**ASSIGNMENT**
Below are the records; locate each line with the word "napkin" and copy it.

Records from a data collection
"""
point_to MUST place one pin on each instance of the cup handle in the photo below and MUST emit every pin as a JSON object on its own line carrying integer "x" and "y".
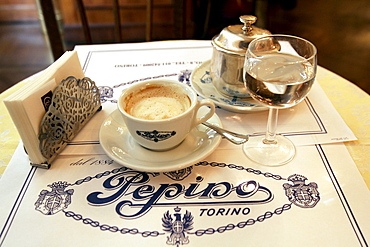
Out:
{"x": 212, "y": 109}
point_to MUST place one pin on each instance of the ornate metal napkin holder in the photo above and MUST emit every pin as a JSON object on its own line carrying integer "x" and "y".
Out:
{"x": 73, "y": 104}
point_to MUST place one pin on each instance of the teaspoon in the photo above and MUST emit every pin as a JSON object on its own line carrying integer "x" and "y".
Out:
{"x": 233, "y": 137}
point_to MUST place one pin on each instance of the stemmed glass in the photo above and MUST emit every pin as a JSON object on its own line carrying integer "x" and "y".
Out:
{"x": 279, "y": 71}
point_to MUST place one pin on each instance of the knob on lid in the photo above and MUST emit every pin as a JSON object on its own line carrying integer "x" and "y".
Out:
{"x": 235, "y": 38}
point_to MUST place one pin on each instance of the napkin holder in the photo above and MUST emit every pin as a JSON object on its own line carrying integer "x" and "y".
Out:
{"x": 73, "y": 104}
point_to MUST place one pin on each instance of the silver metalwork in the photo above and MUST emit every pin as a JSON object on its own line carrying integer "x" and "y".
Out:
{"x": 229, "y": 48}
{"x": 73, "y": 104}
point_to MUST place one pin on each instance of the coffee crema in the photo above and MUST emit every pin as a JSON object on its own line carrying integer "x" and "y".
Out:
{"x": 157, "y": 102}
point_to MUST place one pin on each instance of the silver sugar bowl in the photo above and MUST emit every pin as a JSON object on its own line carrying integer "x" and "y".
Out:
{"x": 229, "y": 48}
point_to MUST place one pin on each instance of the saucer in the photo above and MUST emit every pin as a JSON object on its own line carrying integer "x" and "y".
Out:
{"x": 201, "y": 81}
{"x": 121, "y": 147}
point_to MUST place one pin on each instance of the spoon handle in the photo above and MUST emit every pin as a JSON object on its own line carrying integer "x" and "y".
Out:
{"x": 233, "y": 137}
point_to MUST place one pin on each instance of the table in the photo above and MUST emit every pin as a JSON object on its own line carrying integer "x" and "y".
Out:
{"x": 352, "y": 103}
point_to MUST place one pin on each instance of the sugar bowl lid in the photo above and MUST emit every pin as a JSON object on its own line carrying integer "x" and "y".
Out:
{"x": 235, "y": 38}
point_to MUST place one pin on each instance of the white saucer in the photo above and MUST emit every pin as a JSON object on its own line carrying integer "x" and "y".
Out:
{"x": 201, "y": 81}
{"x": 121, "y": 147}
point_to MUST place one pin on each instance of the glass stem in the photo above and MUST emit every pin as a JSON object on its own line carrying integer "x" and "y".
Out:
{"x": 271, "y": 127}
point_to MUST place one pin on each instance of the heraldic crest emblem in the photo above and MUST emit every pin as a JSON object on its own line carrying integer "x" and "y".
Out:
{"x": 301, "y": 194}
{"x": 178, "y": 227}
{"x": 51, "y": 202}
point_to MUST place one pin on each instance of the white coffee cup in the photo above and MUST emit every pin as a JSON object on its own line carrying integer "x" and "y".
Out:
{"x": 177, "y": 106}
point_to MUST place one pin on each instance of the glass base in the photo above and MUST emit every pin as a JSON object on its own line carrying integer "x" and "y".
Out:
{"x": 275, "y": 154}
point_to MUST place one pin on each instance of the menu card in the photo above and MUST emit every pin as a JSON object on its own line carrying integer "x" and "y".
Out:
{"x": 88, "y": 199}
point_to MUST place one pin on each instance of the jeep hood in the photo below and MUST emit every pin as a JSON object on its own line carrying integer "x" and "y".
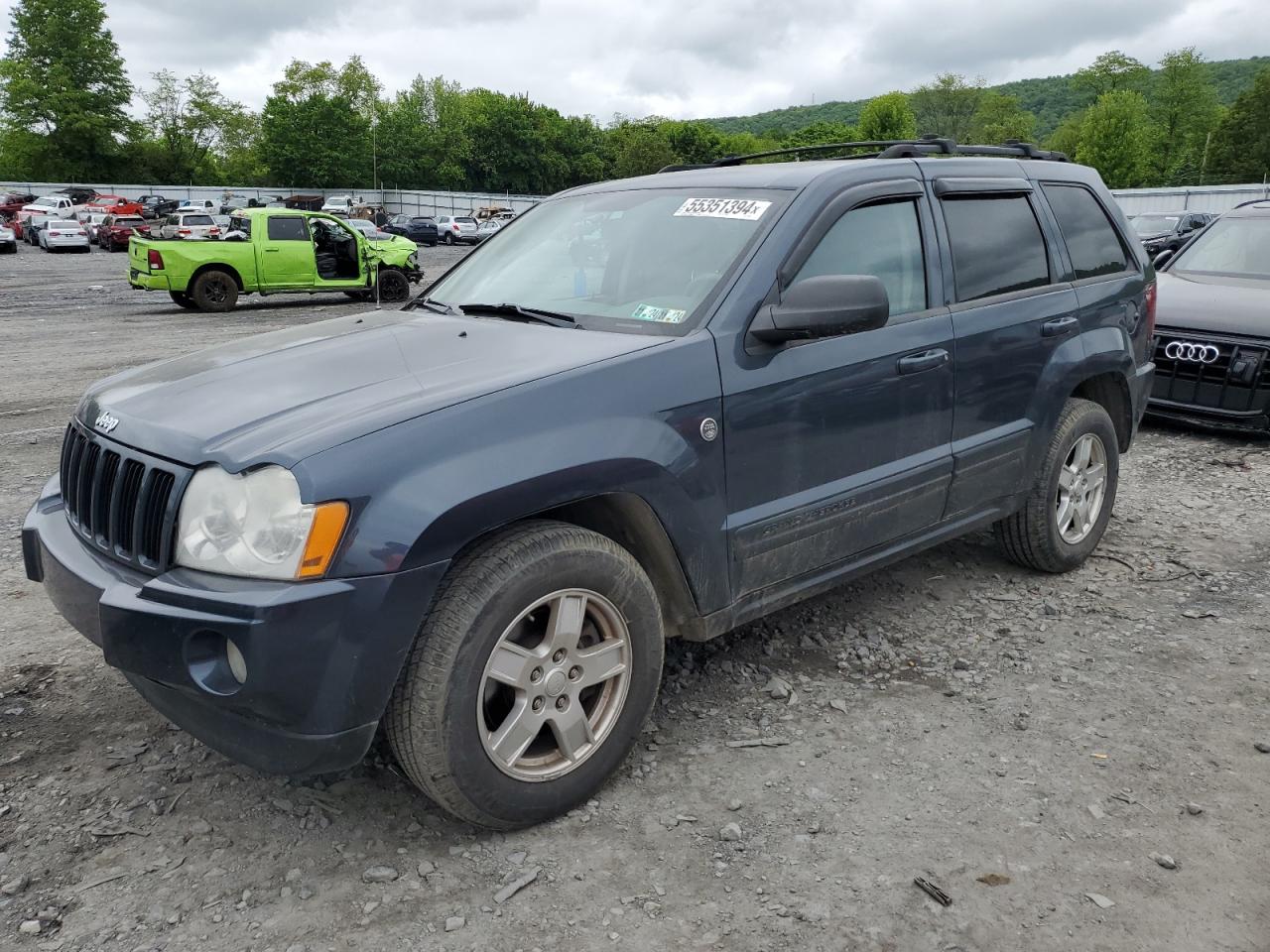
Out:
{"x": 282, "y": 397}
{"x": 1213, "y": 302}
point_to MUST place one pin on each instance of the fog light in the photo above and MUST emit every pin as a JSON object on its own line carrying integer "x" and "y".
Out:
{"x": 238, "y": 664}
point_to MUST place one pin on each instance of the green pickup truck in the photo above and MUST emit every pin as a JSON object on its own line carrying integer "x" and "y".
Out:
{"x": 275, "y": 252}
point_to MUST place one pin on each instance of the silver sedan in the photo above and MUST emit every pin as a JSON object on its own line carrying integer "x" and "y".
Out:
{"x": 64, "y": 235}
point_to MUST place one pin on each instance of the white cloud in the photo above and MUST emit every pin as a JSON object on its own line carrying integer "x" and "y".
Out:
{"x": 670, "y": 58}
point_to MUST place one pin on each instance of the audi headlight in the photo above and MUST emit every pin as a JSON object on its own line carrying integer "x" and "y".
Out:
{"x": 255, "y": 525}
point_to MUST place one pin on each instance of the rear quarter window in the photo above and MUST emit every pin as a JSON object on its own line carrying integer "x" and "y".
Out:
{"x": 1091, "y": 239}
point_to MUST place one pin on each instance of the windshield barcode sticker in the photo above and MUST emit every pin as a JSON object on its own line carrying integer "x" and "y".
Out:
{"x": 742, "y": 208}
{"x": 662, "y": 315}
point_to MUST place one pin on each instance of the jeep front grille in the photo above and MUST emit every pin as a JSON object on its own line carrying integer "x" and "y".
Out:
{"x": 121, "y": 502}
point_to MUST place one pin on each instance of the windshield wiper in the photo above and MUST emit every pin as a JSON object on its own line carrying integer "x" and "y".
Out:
{"x": 529, "y": 313}
{"x": 435, "y": 306}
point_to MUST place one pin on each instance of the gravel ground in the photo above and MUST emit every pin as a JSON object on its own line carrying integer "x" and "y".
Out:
{"x": 1040, "y": 748}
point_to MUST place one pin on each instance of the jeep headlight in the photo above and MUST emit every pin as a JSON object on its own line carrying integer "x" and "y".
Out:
{"x": 255, "y": 525}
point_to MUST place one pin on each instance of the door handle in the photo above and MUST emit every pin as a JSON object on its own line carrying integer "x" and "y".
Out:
{"x": 925, "y": 361}
{"x": 1058, "y": 326}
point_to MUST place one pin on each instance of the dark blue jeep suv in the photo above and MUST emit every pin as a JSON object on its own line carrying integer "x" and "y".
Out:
{"x": 645, "y": 409}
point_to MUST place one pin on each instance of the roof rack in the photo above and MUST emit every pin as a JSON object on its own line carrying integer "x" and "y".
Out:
{"x": 892, "y": 149}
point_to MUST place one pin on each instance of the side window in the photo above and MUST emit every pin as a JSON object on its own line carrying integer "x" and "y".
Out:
{"x": 287, "y": 227}
{"x": 997, "y": 245}
{"x": 884, "y": 240}
{"x": 1091, "y": 239}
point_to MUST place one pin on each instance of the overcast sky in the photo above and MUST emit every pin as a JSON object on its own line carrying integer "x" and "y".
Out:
{"x": 684, "y": 59}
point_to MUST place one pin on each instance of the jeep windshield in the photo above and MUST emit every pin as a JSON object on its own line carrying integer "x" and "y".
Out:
{"x": 1234, "y": 248}
{"x": 640, "y": 262}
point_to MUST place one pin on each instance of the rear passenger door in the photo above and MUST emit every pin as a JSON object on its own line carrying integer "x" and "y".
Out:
{"x": 839, "y": 445}
{"x": 286, "y": 253}
{"x": 1012, "y": 309}
{"x": 1103, "y": 272}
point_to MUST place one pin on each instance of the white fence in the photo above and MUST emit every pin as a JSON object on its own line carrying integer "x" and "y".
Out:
{"x": 397, "y": 200}
{"x": 1201, "y": 198}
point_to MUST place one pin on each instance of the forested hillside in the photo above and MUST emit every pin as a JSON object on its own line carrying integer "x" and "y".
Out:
{"x": 1049, "y": 99}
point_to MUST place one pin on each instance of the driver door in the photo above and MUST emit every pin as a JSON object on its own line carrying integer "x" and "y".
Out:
{"x": 286, "y": 253}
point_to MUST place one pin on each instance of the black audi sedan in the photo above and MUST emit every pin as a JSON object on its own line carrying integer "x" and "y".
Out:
{"x": 1211, "y": 345}
{"x": 1167, "y": 231}
{"x": 420, "y": 229}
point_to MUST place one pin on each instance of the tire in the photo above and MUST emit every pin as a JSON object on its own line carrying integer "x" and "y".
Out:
{"x": 213, "y": 291}
{"x": 435, "y": 725}
{"x": 394, "y": 286}
{"x": 1033, "y": 536}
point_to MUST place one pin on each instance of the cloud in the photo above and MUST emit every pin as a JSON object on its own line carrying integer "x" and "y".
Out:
{"x": 668, "y": 58}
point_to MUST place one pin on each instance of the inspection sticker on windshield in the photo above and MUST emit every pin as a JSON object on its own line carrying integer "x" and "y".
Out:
{"x": 662, "y": 315}
{"x": 742, "y": 208}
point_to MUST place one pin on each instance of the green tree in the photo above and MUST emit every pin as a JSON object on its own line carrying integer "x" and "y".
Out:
{"x": 1000, "y": 117}
{"x": 1067, "y": 136}
{"x": 1239, "y": 150}
{"x": 63, "y": 80}
{"x": 947, "y": 107}
{"x": 1109, "y": 72}
{"x": 824, "y": 134}
{"x": 317, "y": 126}
{"x": 636, "y": 148}
{"x": 191, "y": 125}
{"x": 885, "y": 117}
{"x": 1116, "y": 139}
{"x": 1185, "y": 109}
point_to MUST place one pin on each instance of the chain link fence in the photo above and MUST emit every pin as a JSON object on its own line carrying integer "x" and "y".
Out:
{"x": 395, "y": 200}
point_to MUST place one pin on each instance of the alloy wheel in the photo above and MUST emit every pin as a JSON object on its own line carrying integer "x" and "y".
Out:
{"x": 1082, "y": 483}
{"x": 554, "y": 684}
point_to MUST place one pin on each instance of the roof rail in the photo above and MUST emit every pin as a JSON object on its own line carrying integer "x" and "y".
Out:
{"x": 892, "y": 149}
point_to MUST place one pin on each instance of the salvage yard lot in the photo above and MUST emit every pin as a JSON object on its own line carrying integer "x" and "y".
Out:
{"x": 953, "y": 717}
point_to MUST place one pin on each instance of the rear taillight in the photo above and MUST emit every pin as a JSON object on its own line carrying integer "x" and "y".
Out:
{"x": 1151, "y": 309}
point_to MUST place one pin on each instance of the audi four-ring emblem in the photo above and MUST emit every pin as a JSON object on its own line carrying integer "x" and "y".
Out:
{"x": 1191, "y": 352}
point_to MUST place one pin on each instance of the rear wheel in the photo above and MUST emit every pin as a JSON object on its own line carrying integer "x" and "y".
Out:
{"x": 531, "y": 676}
{"x": 213, "y": 291}
{"x": 394, "y": 286}
{"x": 1070, "y": 504}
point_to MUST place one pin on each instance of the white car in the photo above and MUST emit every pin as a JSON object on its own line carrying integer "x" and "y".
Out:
{"x": 207, "y": 206}
{"x": 50, "y": 204}
{"x": 190, "y": 225}
{"x": 90, "y": 221}
{"x": 452, "y": 229}
{"x": 64, "y": 236}
{"x": 340, "y": 203}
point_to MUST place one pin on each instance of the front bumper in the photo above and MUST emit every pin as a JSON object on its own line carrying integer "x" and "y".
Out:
{"x": 321, "y": 656}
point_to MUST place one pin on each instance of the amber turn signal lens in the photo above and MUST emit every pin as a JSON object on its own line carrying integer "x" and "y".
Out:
{"x": 327, "y": 529}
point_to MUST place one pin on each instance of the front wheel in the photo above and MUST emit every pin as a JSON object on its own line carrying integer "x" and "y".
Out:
{"x": 1070, "y": 506}
{"x": 394, "y": 286}
{"x": 531, "y": 675}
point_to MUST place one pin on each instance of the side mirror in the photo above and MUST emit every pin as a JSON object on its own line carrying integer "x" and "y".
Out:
{"x": 826, "y": 306}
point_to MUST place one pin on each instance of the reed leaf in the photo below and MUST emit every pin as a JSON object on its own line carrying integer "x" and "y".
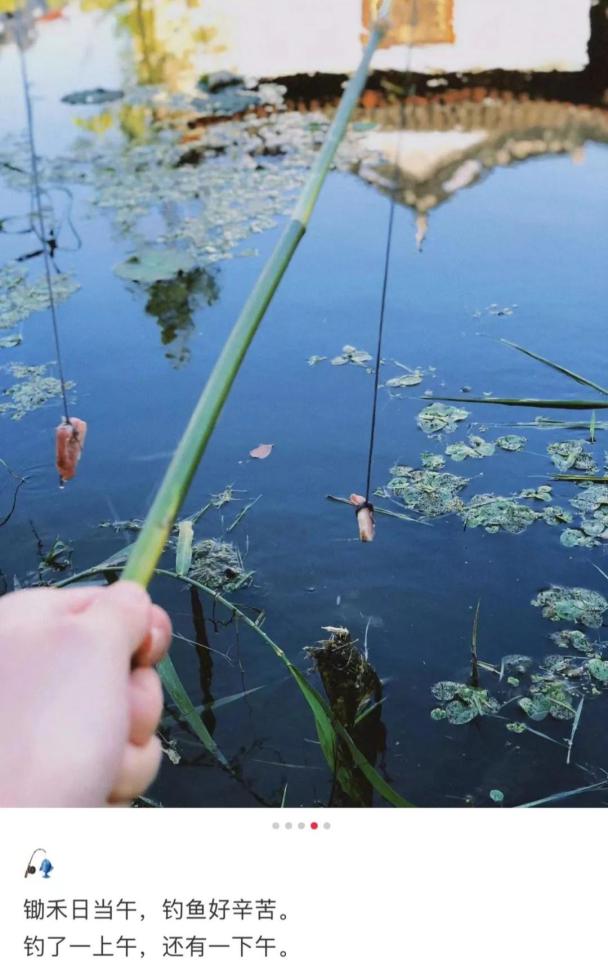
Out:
{"x": 146, "y": 551}
{"x": 183, "y": 554}
{"x": 573, "y": 478}
{"x": 533, "y": 403}
{"x": 558, "y": 368}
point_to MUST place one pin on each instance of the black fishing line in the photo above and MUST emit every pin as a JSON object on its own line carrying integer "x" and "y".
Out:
{"x": 387, "y": 258}
{"x": 37, "y": 193}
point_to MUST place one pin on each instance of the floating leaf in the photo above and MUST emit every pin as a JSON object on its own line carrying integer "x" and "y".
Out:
{"x": 262, "y": 451}
{"x": 599, "y": 669}
{"x": 154, "y": 265}
{"x": 511, "y": 443}
{"x": 495, "y": 513}
{"x": 438, "y": 418}
{"x": 405, "y": 381}
{"x": 537, "y": 708}
{"x": 430, "y": 493}
{"x": 95, "y": 95}
{"x": 476, "y": 448}
{"x": 575, "y": 604}
{"x": 571, "y": 455}
{"x": 575, "y": 639}
{"x": 11, "y": 341}
{"x": 183, "y": 554}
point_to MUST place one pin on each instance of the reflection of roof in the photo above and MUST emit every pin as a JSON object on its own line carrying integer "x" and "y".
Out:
{"x": 449, "y": 144}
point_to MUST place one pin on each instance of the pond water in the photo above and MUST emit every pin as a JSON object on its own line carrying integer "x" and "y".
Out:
{"x": 521, "y": 232}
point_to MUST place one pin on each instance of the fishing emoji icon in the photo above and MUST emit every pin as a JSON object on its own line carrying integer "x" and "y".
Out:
{"x": 46, "y": 866}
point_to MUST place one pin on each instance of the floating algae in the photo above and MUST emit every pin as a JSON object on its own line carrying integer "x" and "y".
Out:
{"x": 542, "y": 493}
{"x": 576, "y": 538}
{"x": 358, "y": 357}
{"x": 495, "y": 513}
{"x": 571, "y": 455}
{"x": 405, "y": 381}
{"x": 218, "y": 565}
{"x": 155, "y": 264}
{"x": 461, "y": 703}
{"x": 432, "y": 461}
{"x": 31, "y": 391}
{"x": 575, "y": 604}
{"x": 429, "y": 492}
{"x": 476, "y": 448}
{"x": 19, "y": 297}
{"x": 511, "y": 443}
{"x": 554, "y": 515}
{"x": 439, "y": 418}
{"x": 576, "y": 639}
{"x": 590, "y": 498}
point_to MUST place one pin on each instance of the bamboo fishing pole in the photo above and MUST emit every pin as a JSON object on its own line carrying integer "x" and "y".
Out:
{"x": 146, "y": 551}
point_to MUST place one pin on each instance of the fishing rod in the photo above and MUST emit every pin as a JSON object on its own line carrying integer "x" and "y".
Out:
{"x": 70, "y": 434}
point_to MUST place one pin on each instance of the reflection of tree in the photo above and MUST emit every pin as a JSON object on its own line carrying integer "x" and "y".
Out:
{"x": 164, "y": 40}
{"x": 173, "y": 302}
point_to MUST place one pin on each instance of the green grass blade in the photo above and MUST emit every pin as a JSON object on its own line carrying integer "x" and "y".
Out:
{"x": 188, "y": 712}
{"x": 183, "y": 554}
{"x": 534, "y": 403}
{"x": 558, "y": 368}
{"x": 573, "y": 478}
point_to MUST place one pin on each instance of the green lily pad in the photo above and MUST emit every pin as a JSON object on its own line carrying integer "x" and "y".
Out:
{"x": 571, "y": 455}
{"x": 511, "y": 443}
{"x": 475, "y": 448}
{"x": 154, "y": 265}
{"x": 495, "y": 513}
{"x": 439, "y": 418}
{"x": 599, "y": 669}
{"x": 576, "y": 639}
{"x": 575, "y": 604}
{"x": 537, "y": 708}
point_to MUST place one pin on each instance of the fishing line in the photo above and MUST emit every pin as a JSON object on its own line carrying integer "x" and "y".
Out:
{"x": 37, "y": 196}
{"x": 387, "y": 258}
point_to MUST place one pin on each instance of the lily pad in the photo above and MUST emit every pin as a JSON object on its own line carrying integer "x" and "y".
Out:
{"x": 405, "y": 381}
{"x": 599, "y": 669}
{"x": 350, "y": 354}
{"x": 575, "y": 604}
{"x": 32, "y": 389}
{"x": 95, "y": 95}
{"x": 543, "y": 493}
{"x": 439, "y": 418}
{"x": 19, "y": 297}
{"x": 576, "y": 538}
{"x": 155, "y": 264}
{"x": 476, "y": 448}
{"x": 575, "y": 639}
{"x": 432, "y": 461}
{"x": 571, "y": 455}
{"x": 511, "y": 443}
{"x": 429, "y": 492}
{"x": 495, "y": 513}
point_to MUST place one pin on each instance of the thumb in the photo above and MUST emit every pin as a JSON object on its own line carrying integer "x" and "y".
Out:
{"x": 123, "y": 614}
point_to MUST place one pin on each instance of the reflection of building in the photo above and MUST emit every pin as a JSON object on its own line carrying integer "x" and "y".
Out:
{"x": 414, "y": 21}
{"x": 454, "y": 140}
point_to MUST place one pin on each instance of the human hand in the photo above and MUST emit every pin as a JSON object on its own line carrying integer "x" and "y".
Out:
{"x": 79, "y": 697}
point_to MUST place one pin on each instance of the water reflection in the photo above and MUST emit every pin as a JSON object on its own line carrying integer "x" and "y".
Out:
{"x": 173, "y": 302}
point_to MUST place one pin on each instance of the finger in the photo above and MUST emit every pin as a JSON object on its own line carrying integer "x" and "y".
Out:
{"x": 121, "y": 613}
{"x": 138, "y": 771}
{"x": 145, "y": 703}
{"x": 157, "y": 641}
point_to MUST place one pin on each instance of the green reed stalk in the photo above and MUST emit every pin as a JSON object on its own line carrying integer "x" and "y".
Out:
{"x": 155, "y": 532}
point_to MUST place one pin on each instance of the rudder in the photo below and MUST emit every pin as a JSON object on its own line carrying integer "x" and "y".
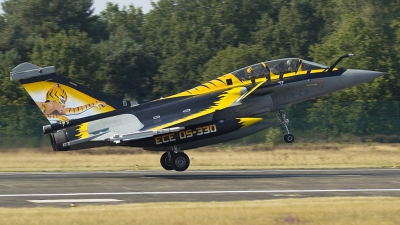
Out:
{"x": 59, "y": 98}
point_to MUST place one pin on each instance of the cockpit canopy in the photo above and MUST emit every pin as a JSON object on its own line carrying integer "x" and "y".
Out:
{"x": 276, "y": 67}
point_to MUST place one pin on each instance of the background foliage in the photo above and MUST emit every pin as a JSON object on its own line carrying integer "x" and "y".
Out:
{"x": 181, "y": 43}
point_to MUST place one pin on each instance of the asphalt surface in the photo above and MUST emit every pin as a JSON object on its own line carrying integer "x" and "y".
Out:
{"x": 93, "y": 188}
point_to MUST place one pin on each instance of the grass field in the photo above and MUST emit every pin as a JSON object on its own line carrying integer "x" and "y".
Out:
{"x": 327, "y": 211}
{"x": 210, "y": 158}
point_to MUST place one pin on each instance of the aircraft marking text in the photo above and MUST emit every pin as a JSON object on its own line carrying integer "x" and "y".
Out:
{"x": 189, "y": 133}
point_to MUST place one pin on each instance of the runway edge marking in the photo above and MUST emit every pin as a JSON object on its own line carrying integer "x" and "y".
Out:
{"x": 200, "y": 192}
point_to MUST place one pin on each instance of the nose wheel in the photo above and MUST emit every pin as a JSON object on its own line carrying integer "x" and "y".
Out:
{"x": 175, "y": 160}
{"x": 281, "y": 115}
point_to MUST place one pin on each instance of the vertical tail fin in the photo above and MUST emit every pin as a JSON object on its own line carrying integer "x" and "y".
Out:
{"x": 59, "y": 98}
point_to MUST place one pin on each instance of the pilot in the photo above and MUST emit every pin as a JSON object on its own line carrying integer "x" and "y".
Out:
{"x": 290, "y": 64}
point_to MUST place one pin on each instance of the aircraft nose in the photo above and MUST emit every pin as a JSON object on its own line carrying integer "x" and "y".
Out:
{"x": 353, "y": 77}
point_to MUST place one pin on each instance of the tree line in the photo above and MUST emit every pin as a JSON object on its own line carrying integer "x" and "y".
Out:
{"x": 179, "y": 44}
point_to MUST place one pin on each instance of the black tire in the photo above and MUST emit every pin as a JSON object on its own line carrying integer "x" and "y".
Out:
{"x": 180, "y": 161}
{"x": 165, "y": 163}
{"x": 289, "y": 138}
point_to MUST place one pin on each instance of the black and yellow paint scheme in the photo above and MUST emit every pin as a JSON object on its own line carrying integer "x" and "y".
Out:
{"x": 217, "y": 111}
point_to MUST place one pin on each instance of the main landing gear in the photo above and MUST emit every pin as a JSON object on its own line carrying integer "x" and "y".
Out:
{"x": 281, "y": 115}
{"x": 175, "y": 160}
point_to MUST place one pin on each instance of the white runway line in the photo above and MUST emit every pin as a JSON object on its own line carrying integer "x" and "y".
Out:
{"x": 202, "y": 192}
{"x": 74, "y": 200}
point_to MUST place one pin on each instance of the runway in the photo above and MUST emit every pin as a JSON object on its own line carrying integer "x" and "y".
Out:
{"x": 93, "y": 188}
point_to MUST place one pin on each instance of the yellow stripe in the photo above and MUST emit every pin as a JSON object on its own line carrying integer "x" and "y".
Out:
{"x": 226, "y": 99}
{"x": 82, "y": 131}
{"x": 248, "y": 121}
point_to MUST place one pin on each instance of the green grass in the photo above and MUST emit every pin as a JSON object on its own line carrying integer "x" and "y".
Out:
{"x": 211, "y": 158}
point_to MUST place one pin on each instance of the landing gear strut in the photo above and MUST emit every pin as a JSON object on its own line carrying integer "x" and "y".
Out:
{"x": 175, "y": 159}
{"x": 281, "y": 115}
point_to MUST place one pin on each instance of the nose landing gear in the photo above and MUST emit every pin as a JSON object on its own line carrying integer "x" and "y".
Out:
{"x": 281, "y": 115}
{"x": 175, "y": 159}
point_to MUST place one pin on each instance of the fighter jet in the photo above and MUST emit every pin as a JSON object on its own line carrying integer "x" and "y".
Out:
{"x": 220, "y": 110}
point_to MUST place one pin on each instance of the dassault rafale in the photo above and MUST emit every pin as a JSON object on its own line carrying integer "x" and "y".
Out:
{"x": 220, "y": 110}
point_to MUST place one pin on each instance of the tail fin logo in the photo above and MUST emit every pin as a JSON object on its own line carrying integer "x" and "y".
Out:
{"x": 60, "y": 103}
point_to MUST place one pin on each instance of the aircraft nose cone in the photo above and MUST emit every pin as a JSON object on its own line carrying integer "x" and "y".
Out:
{"x": 353, "y": 77}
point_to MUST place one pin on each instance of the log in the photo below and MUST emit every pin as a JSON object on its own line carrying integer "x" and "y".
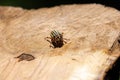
"""
**WRITTEN ANSWER**
point_to MUST place one pin on each instance of the ornate metal napkin holder in the photo above and MUST emit every pin as a JSON object on its own line carrying integer "x" and "y".
point_to MUST place one pin on each instance of the napkin holder in the photo above and MUST emit every pin as a JSON object on its own line carrying integer "x" and "y".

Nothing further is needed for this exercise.